課題の目標: 次のデータをすべて、一字一句違えずに書き写しなさい。ただし、画像は解答に含めないこと。

[物体位置のラベル付けデータ]
********
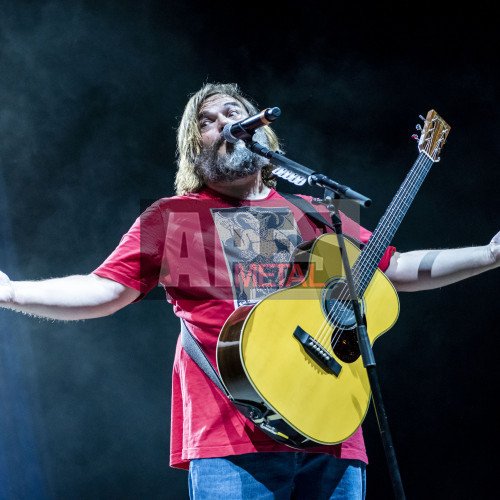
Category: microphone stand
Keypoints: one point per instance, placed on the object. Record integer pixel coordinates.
(298, 174)
(298, 171)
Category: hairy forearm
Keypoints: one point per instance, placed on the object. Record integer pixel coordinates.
(427, 269)
(69, 298)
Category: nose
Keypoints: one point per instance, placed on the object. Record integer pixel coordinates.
(223, 120)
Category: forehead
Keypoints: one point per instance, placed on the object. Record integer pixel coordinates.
(219, 101)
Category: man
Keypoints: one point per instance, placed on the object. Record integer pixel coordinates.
(201, 246)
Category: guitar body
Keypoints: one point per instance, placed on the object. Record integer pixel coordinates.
(265, 358)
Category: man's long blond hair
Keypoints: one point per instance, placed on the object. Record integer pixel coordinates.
(189, 142)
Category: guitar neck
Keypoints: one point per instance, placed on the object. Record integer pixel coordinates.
(366, 264)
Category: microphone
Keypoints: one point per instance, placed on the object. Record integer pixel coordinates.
(244, 129)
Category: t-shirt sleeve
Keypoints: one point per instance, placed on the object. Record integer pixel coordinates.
(136, 261)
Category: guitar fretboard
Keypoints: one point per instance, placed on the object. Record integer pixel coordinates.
(366, 264)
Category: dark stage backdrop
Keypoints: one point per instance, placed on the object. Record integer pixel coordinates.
(91, 93)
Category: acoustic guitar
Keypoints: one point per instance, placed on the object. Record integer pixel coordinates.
(291, 363)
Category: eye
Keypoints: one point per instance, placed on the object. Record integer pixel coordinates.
(234, 112)
(204, 123)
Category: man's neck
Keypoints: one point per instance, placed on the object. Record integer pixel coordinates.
(249, 188)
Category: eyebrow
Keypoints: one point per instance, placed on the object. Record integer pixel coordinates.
(202, 114)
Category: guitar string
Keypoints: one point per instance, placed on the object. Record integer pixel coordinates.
(394, 210)
(360, 266)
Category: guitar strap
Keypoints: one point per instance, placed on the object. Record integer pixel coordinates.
(196, 353)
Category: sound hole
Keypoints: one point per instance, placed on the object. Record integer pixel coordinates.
(339, 313)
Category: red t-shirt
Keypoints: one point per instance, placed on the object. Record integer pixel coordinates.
(194, 246)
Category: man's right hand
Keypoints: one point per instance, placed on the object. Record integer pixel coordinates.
(70, 298)
(5, 289)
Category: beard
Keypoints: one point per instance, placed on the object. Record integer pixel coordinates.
(237, 163)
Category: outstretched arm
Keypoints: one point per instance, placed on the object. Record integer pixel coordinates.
(426, 269)
(69, 298)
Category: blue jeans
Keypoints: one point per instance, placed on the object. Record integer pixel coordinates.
(277, 476)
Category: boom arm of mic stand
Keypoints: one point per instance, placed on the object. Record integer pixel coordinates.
(313, 178)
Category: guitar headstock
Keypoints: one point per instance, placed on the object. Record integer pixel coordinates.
(433, 135)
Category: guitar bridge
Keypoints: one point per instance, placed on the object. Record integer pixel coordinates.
(317, 351)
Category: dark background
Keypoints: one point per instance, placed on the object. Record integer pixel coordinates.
(91, 93)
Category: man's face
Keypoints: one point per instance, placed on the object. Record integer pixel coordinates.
(215, 113)
(220, 161)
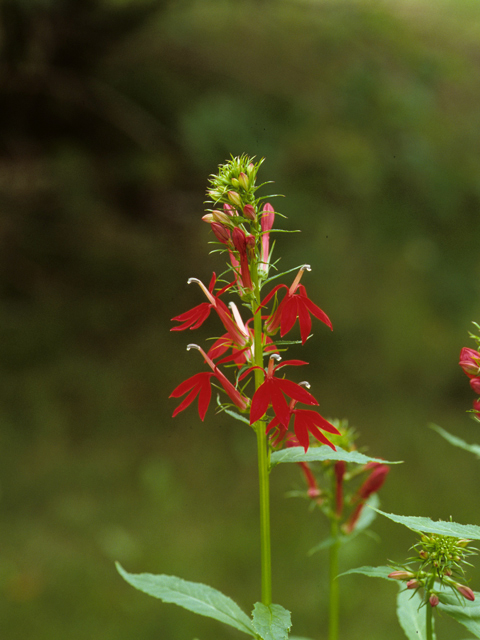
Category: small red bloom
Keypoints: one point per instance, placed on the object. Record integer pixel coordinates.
(195, 317)
(271, 391)
(340, 468)
(371, 485)
(266, 221)
(470, 362)
(199, 384)
(475, 384)
(465, 591)
(294, 305)
(240, 243)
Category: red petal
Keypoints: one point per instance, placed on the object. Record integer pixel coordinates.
(186, 401)
(194, 317)
(204, 398)
(269, 296)
(289, 315)
(320, 421)
(312, 307)
(279, 404)
(301, 431)
(304, 320)
(295, 391)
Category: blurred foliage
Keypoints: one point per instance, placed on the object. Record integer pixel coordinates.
(114, 113)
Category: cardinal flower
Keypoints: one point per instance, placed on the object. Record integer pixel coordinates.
(268, 216)
(272, 390)
(470, 362)
(305, 421)
(295, 304)
(199, 385)
(195, 317)
(240, 243)
(371, 485)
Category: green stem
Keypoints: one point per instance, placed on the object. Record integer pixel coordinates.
(263, 454)
(334, 612)
(429, 617)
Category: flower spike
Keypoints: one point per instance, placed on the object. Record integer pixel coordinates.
(295, 304)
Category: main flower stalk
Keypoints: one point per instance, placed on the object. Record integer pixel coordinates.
(263, 451)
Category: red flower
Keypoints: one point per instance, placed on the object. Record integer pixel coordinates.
(195, 317)
(294, 305)
(271, 391)
(199, 384)
(470, 362)
(240, 243)
(371, 485)
(305, 421)
(340, 468)
(475, 384)
(266, 221)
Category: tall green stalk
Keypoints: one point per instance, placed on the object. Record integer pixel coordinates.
(429, 614)
(334, 606)
(263, 455)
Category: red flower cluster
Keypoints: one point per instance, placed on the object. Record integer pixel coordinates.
(470, 364)
(242, 224)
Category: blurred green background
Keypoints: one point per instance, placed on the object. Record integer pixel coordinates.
(114, 113)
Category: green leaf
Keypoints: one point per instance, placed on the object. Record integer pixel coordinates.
(193, 596)
(371, 572)
(466, 612)
(366, 518)
(236, 415)
(320, 454)
(272, 622)
(426, 525)
(457, 442)
(411, 616)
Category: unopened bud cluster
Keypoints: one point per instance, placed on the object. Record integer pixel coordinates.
(344, 497)
(239, 220)
(441, 559)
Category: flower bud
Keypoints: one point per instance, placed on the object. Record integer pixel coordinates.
(229, 210)
(465, 591)
(250, 241)
(434, 601)
(401, 575)
(221, 232)
(243, 180)
(463, 542)
(470, 362)
(221, 216)
(235, 198)
(249, 212)
(414, 584)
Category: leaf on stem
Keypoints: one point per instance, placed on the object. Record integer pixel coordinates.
(371, 572)
(271, 622)
(319, 454)
(193, 596)
(411, 615)
(457, 442)
(466, 613)
(426, 525)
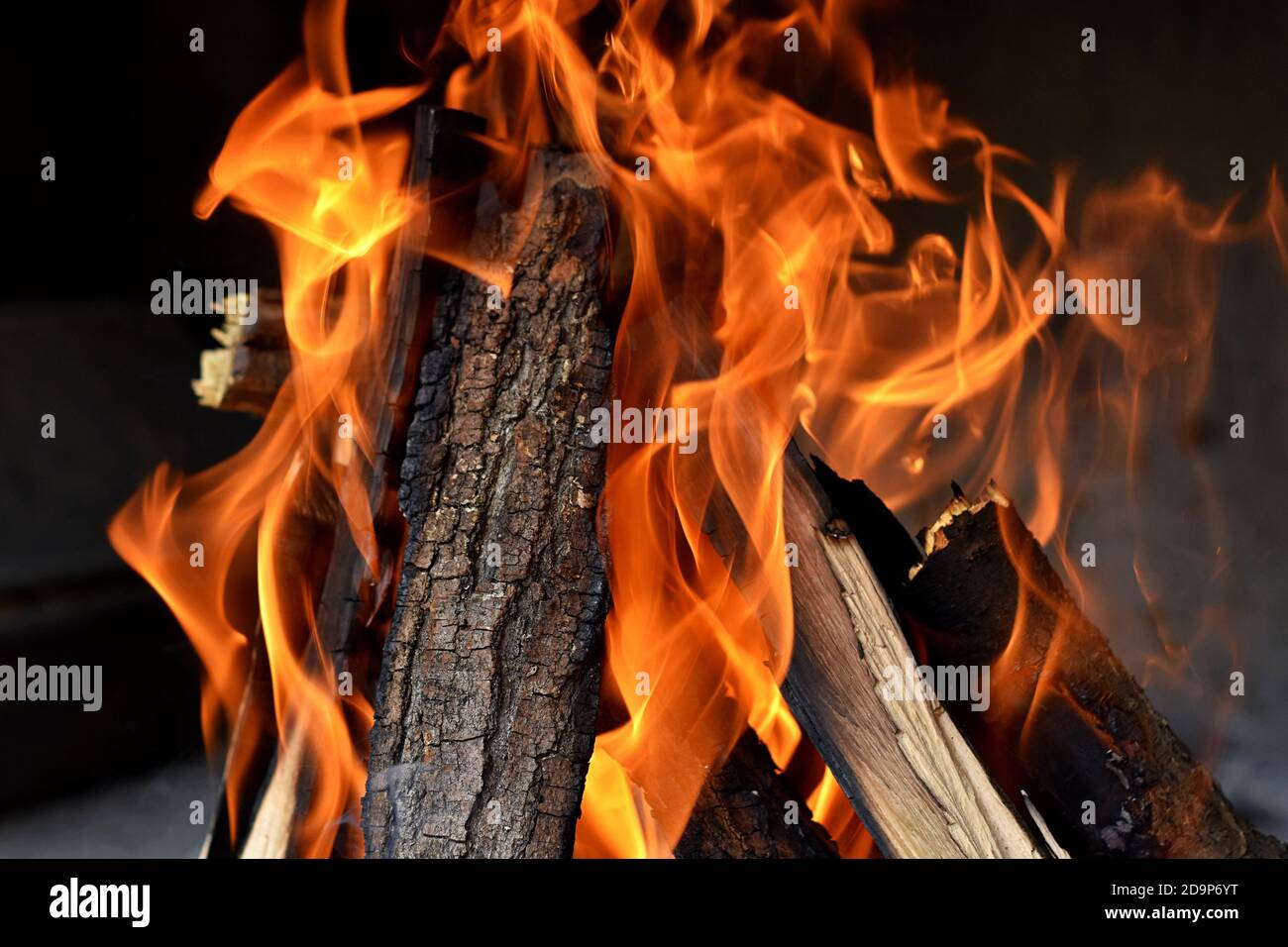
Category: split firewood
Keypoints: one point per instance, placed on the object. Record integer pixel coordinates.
(747, 810)
(340, 611)
(488, 692)
(913, 780)
(1067, 722)
(252, 363)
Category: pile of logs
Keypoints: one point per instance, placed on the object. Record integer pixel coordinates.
(485, 686)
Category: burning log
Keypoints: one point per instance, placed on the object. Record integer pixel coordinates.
(746, 809)
(454, 408)
(911, 776)
(488, 692)
(1069, 723)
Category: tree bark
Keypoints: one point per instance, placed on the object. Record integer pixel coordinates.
(1067, 720)
(488, 690)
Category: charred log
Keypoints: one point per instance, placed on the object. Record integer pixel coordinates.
(488, 692)
(1069, 724)
(747, 810)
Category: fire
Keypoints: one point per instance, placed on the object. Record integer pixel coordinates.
(334, 231)
(768, 290)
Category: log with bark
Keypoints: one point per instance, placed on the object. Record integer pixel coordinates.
(911, 776)
(468, 339)
(746, 809)
(488, 692)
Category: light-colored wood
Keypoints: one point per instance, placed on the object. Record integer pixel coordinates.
(911, 776)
********
この課題の結果:
Category: microphone stand
Keypoints: one point per instance, placed on the object. Record integer pixel coordinates.
(298, 174)
(298, 171)
Category: hairy forearm
Keypoints: one point per instance, placed on the object. Record integer pixel coordinates.
(427, 269)
(69, 298)
Category: nose
Keypoints: one point per instance, placed on the object. Record integer pixel coordinates.
(223, 120)
Category: forehead
Keypoints: one point per instance, placed on the object. Record integer pixel coordinates.
(219, 101)
Category: man
Keypoints: one point per instance, placed on the object. Record integer pixel coordinates.
(201, 246)
Category: guitar body
Keypoints: one point per instance, placed on the object. Record integer pixel coordinates.
(265, 358)
Category: man's long blond hair
Keypoints: one point per instance, placed on the object. Record integer pixel coordinates.
(189, 142)
Category: guitar neck
Keypoints: one point per instance, placed on the object. Record integer pixel coordinates.
(366, 264)
Category: microphone
Keypoints: one point per instance, placed on the object. Record integer pixel coordinates.
(244, 129)
Category: t-shirt sleeve
Keypoints: one point per instance, placed on the object. Record integer pixel coordinates.
(136, 261)
Category: guitar fretboard
Keypoints: one point per instance, placed on the object. Record integer pixel coordinates.
(366, 264)
Category: dark stage backdrop
Keypoints: one point per instance, placed on the object. Record integer pixel coordinates.
(91, 93)
Category: acoustic guitar
Keypoints: one point per instance, placed on the object. Record integer pixel coordinates.
(291, 363)
Category: eye
Keypoints: one point per instance, placed on the object. Record integer pixel coordinates.
(234, 112)
(204, 123)
Category: man's neck
Keypoints: one point per instance, placed on the object. Record integer pixel coordinates.
(249, 188)
Category: eyebrow
Keypoints: one point per instance, placed on the object. Record integer pixel coordinates.
(202, 114)
Category: guitar string
Keypoints: one point per instance, placed on the object. Record integer pixel coordinates.
(394, 210)
(360, 266)
Category: guitar strap
Keypoints: one point per instance, placed on the object. Record integer pixel coordinates.
(196, 353)
Category: sound hole
Keypoints: one point per instance, placed on the object. Record integer pixel coordinates.
(339, 313)
Category: red t-shirt
Keypoints: one point per instance, placed on the object. Record integer pixel coordinates.
(194, 246)
Category: man's right hand
Keypoints: one point per instance, placed on the object. Record integer pixel coordinates.
(70, 298)
(5, 289)
Category: beard
Keypoints: one point per instance, placed on the object. Record integer pixel coordinates.
(237, 163)
Category: outstretched arm
Keypoints: one point per instance, placed on the object. Record integer pixel coordinates.
(426, 269)
(69, 298)
Category: blue jeans
Keypoints: one point per instance, placed on the object. Record integer pixel coordinates.
(277, 476)
Category: boom arm of mic stand
Keypoints: one point per instance, placed on the object. Record integer pixel coordinates.
(313, 178)
Category: guitar headstock
Keypoints: one point per instance, placed on the object. Record integer pixel coordinates.
(433, 135)
Category: guitar bridge
Keypoints: one point per instance, placed on the object. Record integer pixel coordinates.
(317, 351)
Category: dark background
Keypoints: one point per instance, placed on the object. Record integer pixel coordinates.
(91, 93)
Category: man's face
Keypoints: one point per instance, placed on the object. Record integer pixel coordinates.
(215, 113)
(220, 161)
Category: small red bloom
Keypoints: one point per instance, placed on the object. Record integer pixel coordinates.
(195, 317)
(271, 391)
(340, 468)
(371, 485)
(266, 221)
(470, 362)
(199, 384)
(475, 384)
(465, 591)
(294, 305)
(240, 243)
Category: red petal
Keypoints: one point per instance, placed on the object. Record integer pixel coordinates.
(186, 401)
(194, 317)
(204, 398)
(269, 296)
(289, 315)
(320, 421)
(312, 307)
(279, 404)
(301, 431)
(304, 320)
(295, 391)
Category: blurred foliage
Keypoints: one point per instance, placed on the object. Record integer pixel coordinates.
(114, 113)
Category: cardinal flower
Keypoints: one point per instance, placed on the object. Record integer pixel coordinates.
(268, 216)
(272, 390)
(470, 362)
(305, 421)
(295, 304)
(199, 385)
(195, 317)
(240, 243)
(371, 485)
Category: green stem
Keypoints: one point per instance, placed on the object. Record integer pixel coordinates.
(263, 454)
(334, 612)
(429, 617)
Category: flower spike
Keypoints: one point per instance, placed on the object. Record integer pixel coordinates.
(295, 304)
Category: main flower stalk
Keypoints: one point per instance, placed on the object. Record integer pixel coordinates.
(263, 451)
Category: red flower
Keypoints: one point per instance, placed on the object. Record integer pixel coordinates.
(195, 317)
(294, 305)
(271, 391)
(199, 384)
(470, 362)
(240, 243)
(371, 485)
(305, 421)
(340, 468)
(475, 384)
(266, 221)
Category: tall green stalk
Keypoints: one point per instance, placed on the object. Record integer pixel coordinates.
(429, 614)
(334, 606)
(263, 455)
Category: red flower cluster
Keypoints: one point per instance, placed on the object. Record integer pixel coordinates.
(470, 364)
(242, 224)
Category: blurred green background
Keypoints: one point per instance, placed on the object. Record integer pixel coordinates.
(114, 113)
Category: green leaf
Keypoints: one point per instance, placed on the object. Record integer pixel coordinates.
(193, 596)
(371, 572)
(466, 612)
(366, 518)
(236, 415)
(320, 454)
(272, 622)
(426, 525)
(457, 442)
(411, 616)
Category: unopened bud cluster
Keypoints: one point per instance, placed on the object. Record integer pixel coordinates.
(344, 497)
(239, 220)
(441, 559)
Category: flower bud
Keypoints: one point per instance, placed on the object. Record integer pixel coordinates.
(229, 210)
(465, 591)
(250, 241)
(434, 601)
(401, 575)
(221, 232)
(243, 180)
(463, 542)
(470, 362)
(221, 216)
(235, 198)
(249, 212)
(414, 584)
Category: leaf on stem
Keypoints: one point per instance, placed on the object. Record integer pixel coordinates.
(371, 572)
(271, 622)
(319, 454)
(193, 596)
(411, 615)
(457, 442)
(466, 613)
(426, 525)
Category: split firewood
Keypoints: one point per instance, placed on the object. Record integer pixel coordinates.
(747, 810)
(340, 611)
(488, 692)
(913, 780)
(1067, 722)
(252, 363)
Category: pile of logs
Keypoints: one point per instance, placed on the object. Record integer pixel coordinates.
(485, 686)
Category: burning log
Keypoints: one point per instance, placed on the object. Record integer pixel coordinates.
(746, 809)
(454, 408)
(911, 776)
(488, 692)
(1069, 723)
Category: tree bark
Keypoints: one point per instance, placed on the object. Record integer pixel coordinates.
(1067, 720)
(488, 690)
Category: charred log
Keypoints: one point per instance, placed on the object. Record integer pixel coordinates.
(488, 692)
(1069, 724)
(747, 810)
Category: fire
Keypoints: one point per instance, placed on the object. Record integer pixel coordinates.
(334, 231)
(768, 290)
Category: log with bark
Keypoints: one point per instance, placed on the object. Record integer pixel coordinates.
(911, 776)
(468, 339)
(746, 809)
(488, 692)
Category: light-colored wood
Keypoints: one point per instance, placed on the object. Record integer pixel coordinates.
(911, 776)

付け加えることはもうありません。